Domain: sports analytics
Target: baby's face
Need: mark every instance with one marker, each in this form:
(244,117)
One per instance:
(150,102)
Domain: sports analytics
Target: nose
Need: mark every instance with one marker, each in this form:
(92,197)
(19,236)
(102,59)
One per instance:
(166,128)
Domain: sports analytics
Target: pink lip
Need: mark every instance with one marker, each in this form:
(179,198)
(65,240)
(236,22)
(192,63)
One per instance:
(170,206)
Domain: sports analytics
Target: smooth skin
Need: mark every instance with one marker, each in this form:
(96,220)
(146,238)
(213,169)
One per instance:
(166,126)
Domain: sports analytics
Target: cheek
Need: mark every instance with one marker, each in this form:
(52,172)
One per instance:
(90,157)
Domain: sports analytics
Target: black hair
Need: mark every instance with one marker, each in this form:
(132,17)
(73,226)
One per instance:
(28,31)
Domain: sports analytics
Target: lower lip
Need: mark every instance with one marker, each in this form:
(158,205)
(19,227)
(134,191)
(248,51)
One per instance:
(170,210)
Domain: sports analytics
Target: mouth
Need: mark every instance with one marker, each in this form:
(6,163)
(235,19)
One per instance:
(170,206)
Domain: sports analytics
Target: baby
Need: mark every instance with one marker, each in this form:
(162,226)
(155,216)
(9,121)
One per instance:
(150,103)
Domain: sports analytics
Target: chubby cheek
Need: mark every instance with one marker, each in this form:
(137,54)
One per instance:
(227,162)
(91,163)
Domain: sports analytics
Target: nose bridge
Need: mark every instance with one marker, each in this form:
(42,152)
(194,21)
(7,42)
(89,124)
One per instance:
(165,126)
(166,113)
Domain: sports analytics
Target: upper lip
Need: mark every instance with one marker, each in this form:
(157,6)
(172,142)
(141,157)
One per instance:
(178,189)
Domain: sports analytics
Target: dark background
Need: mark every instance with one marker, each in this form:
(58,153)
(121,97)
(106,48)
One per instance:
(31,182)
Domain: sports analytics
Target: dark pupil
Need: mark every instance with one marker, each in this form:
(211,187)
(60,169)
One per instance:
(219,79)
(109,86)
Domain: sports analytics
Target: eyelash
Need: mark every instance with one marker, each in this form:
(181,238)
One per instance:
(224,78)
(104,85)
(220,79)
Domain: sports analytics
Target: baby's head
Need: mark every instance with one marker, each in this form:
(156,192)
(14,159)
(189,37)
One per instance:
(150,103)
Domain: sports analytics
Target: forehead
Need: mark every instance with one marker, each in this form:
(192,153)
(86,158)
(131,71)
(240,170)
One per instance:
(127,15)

..........

§ **Task details**: Show every line of the listing above that contains the word "dark".

§ **Expected answer**:
Target: dark background
Target: dark pupil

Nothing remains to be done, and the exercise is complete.